*** Opening The data ***

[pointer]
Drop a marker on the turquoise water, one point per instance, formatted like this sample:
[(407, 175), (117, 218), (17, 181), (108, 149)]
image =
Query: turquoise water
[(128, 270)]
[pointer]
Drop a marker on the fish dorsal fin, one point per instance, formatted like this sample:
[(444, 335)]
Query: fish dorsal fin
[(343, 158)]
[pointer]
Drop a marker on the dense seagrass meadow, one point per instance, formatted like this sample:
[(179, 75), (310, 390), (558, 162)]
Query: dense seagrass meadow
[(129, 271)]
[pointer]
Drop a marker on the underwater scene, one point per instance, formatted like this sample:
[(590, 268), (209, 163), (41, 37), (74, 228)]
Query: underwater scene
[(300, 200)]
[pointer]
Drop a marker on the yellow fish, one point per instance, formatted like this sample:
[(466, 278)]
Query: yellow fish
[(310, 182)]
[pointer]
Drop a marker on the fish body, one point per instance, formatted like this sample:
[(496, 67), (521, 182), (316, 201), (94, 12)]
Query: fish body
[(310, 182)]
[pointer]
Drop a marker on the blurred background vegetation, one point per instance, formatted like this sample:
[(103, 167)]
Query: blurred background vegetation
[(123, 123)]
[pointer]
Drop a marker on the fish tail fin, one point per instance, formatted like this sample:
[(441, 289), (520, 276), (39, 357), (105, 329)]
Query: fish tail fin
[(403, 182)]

*** Closing The data ***
*** Opening The data ***

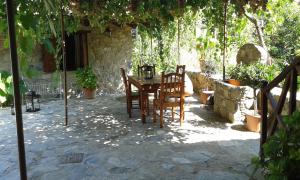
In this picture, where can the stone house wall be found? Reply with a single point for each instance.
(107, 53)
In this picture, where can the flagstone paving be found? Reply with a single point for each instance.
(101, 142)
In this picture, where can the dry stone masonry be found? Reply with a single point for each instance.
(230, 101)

*** Closing The data ***
*** Opening The data ***

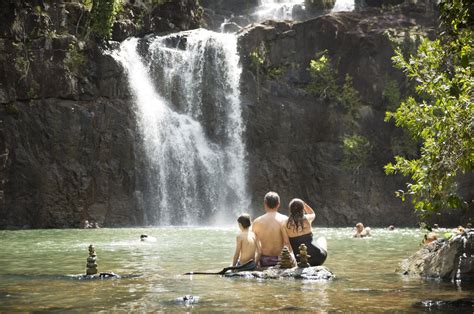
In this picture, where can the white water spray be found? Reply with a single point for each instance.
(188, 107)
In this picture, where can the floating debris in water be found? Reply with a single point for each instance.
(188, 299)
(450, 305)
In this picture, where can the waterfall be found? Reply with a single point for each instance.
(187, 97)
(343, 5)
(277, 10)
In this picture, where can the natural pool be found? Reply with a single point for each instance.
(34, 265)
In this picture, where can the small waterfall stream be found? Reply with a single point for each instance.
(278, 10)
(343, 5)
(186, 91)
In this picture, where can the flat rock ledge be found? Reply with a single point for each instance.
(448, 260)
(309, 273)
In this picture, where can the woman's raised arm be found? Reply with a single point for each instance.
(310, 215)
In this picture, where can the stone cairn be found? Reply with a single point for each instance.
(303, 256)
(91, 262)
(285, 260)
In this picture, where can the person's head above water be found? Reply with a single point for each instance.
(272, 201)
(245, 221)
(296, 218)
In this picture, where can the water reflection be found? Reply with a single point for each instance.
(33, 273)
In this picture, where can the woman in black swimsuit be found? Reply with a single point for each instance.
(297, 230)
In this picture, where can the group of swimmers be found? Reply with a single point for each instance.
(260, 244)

*** Closing The data ***

> _What is needed_
In the listing above, count every line that contains "sample". Respond with the number alone.

> _Result for this task_
8